YOUR OBJECTIVE = Starting with the line that contains "Where can you spot the water", write out each line through the end of the listing, unchanged. Output nothing else.

Rows from a pointing dataset =
■ ■ ■ ■ ■ ■ ■

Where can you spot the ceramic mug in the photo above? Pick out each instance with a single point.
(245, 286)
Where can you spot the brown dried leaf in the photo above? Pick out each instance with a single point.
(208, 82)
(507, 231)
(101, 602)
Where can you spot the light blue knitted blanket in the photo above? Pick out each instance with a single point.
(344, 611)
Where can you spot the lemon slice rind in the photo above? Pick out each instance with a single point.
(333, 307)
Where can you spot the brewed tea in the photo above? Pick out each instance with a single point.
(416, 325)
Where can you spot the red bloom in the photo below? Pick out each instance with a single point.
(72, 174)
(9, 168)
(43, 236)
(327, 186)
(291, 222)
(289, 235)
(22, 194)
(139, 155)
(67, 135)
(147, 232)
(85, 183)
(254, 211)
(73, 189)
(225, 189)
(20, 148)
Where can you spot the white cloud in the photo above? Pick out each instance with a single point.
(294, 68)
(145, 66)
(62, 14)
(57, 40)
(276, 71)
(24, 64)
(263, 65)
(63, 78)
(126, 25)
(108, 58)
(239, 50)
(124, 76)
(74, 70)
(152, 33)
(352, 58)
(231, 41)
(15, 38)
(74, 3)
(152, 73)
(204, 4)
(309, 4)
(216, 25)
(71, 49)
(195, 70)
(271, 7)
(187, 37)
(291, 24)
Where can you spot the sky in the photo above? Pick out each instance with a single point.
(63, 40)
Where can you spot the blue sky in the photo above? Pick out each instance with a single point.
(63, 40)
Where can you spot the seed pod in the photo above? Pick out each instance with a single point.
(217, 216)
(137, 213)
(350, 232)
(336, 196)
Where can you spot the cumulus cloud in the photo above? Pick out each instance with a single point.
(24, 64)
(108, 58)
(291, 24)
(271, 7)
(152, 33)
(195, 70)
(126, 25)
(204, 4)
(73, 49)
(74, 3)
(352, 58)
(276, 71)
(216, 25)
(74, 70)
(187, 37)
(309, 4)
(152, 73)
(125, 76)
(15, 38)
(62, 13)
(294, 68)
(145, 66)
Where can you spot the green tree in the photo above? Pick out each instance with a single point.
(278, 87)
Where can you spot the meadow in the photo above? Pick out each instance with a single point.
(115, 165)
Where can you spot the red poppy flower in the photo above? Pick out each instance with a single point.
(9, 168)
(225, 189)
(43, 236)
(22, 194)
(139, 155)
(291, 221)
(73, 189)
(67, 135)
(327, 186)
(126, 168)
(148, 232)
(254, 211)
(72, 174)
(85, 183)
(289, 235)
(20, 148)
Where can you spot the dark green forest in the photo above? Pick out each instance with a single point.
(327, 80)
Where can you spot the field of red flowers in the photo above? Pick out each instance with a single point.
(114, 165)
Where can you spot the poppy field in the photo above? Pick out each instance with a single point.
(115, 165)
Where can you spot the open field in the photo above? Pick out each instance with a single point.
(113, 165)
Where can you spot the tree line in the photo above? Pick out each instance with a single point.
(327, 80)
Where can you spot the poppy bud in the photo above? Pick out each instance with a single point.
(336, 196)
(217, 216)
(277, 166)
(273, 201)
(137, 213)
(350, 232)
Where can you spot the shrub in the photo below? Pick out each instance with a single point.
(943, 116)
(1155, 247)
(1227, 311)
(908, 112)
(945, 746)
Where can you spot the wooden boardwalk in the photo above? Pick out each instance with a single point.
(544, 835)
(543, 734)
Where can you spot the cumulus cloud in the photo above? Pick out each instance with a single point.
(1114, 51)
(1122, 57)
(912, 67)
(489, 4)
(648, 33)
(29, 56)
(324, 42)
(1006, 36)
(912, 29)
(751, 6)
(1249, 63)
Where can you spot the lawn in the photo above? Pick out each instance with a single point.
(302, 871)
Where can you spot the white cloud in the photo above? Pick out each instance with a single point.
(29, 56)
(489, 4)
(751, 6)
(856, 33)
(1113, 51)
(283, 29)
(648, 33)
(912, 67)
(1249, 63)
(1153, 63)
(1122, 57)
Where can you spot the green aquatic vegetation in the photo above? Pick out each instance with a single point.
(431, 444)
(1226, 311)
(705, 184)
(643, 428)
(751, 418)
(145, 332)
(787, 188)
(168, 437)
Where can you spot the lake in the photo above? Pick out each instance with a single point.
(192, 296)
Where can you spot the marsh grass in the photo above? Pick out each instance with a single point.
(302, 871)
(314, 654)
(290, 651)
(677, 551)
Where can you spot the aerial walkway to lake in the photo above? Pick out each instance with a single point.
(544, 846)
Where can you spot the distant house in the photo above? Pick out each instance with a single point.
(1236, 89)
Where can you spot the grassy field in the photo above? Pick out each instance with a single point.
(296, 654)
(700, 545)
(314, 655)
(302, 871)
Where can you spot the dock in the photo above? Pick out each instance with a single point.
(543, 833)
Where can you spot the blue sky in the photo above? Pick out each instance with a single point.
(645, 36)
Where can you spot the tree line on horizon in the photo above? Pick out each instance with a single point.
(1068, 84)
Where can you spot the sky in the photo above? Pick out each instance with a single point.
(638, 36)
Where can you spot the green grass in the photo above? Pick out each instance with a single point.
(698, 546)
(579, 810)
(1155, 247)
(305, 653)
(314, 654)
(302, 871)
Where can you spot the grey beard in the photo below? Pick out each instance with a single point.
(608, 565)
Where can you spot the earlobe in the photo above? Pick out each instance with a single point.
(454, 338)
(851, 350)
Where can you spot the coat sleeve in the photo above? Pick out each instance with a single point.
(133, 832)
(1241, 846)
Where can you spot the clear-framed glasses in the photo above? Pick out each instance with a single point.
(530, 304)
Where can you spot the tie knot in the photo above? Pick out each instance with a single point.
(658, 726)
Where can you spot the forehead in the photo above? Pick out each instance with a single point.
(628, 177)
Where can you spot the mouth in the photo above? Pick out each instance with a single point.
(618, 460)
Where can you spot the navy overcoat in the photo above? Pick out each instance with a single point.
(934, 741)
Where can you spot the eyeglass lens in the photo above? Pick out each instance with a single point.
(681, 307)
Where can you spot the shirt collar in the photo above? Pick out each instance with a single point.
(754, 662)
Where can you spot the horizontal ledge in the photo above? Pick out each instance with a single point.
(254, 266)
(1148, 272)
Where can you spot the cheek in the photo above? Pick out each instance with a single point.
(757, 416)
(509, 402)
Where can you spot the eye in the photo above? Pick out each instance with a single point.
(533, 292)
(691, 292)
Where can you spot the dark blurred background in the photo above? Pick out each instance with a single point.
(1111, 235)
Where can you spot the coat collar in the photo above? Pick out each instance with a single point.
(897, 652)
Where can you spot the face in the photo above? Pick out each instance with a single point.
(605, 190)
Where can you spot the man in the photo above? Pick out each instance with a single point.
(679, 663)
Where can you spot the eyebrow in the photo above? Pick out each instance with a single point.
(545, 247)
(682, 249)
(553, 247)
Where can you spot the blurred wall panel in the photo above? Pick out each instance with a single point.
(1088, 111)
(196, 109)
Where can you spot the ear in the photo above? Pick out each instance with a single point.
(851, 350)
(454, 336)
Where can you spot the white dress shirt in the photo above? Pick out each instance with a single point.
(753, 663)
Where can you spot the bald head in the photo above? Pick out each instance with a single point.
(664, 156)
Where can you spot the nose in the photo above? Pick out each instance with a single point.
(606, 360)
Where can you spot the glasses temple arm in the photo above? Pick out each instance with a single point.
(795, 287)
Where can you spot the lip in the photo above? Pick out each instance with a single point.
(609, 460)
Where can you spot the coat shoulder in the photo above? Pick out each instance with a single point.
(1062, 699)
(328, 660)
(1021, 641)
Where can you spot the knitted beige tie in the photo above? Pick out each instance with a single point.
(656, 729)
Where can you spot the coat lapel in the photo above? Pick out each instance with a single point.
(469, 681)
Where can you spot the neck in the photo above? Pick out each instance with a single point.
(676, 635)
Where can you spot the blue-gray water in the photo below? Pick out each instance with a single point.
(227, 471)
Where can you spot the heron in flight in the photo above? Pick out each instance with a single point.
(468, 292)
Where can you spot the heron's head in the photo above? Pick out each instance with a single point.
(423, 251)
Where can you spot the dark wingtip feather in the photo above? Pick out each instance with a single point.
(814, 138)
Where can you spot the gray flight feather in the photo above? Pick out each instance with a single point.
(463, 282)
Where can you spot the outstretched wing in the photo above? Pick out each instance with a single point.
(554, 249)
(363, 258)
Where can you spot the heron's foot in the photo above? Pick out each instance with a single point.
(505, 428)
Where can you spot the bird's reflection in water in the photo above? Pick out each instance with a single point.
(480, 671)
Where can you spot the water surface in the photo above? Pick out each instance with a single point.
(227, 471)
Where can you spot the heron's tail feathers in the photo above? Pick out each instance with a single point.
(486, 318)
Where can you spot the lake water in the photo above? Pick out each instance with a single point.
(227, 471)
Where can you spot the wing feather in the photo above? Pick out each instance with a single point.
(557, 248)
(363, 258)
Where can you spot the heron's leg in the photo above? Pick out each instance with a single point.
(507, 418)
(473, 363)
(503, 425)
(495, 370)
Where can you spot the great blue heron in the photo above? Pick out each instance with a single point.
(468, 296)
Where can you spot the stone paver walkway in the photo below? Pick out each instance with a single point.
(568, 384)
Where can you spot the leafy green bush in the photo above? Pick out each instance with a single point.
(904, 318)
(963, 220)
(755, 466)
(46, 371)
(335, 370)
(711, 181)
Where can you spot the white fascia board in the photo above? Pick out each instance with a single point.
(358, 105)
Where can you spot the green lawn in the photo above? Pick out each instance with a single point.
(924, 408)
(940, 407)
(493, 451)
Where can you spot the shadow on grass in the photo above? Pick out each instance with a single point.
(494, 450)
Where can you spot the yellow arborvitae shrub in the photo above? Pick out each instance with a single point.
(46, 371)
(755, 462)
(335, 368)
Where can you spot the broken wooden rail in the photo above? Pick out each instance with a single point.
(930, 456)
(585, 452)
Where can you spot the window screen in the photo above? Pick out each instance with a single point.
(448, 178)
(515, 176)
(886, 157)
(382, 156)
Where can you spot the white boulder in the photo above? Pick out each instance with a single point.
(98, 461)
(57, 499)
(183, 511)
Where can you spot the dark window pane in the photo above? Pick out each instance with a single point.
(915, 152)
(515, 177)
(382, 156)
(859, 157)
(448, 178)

■ ■ ■ ■ ■ ■ ■

WRITTEN RESPONSE =
Where can you spot the water surface in the photo above? Pick out each instance with a single point.
(227, 471)
Where can you spot the heron's tail feathers in the photo above? Pick out each instance with a single point.
(486, 318)
Where can you spot the lake water in the photo above? Pick out each instance with a single point.
(227, 471)
Where can you spot the wing feather in the photo above? Pick out each instance with a single point.
(557, 248)
(363, 258)
Where can you spot the heron's leg in the photo above? Pick out each instance with a single point.
(507, 418)
(473, 363)
(503, 425)
(495, 370)
Where can you spot the great blue heron in the photo above? Pick out each instance with a single point.
(468, 296)
Where can you spot the stone paver walkway in the photo below? Pick out each instance with a single point.
(568, 384)
Where can you spot the leafy green bush in the photo above? Pick out each instance with a single point.
(904, 318)
(963, 220)
(755, 466)
(46, 371)
(335, 370)
(711, 181)
Where can you spot the white fascia board in the photo above? Pick out each instance with a single point.
(358, 105)
Where can you spot the green lawn in the photo above? Pick out each instance with a single point.
(924, 408)
(940, 407)
(493, 451)
Where can you spot the shadow on grass in the photo above? Pick out each instance with a single point.
(494, 450)
Where can you spot the yellow arborvitae shrub in the photo above? Pick out each instance with a single point.
(46, 371)
(755, 462)
(335, 368)
Where can you spot the broken wooden rail in the photo above? Pick out each instance with a single point.
(930, 456)
(585, 452)
Where can you spot the window screen in the photo above? Pick out each instance with a single point.
(448, 178)
(515, 176)
(886, 157)
(382, 156)
Where can you spot the white boulder in the photo above? Pick out each instance with a single point.
(98, 461)
(57, 499)
(183, 511)
Where can you spot the dark window pane in the photo above? Pick out each instance with a single point.
(915, 152)
(515, 177)
(382, 156)
(859, 157)
(448, 178)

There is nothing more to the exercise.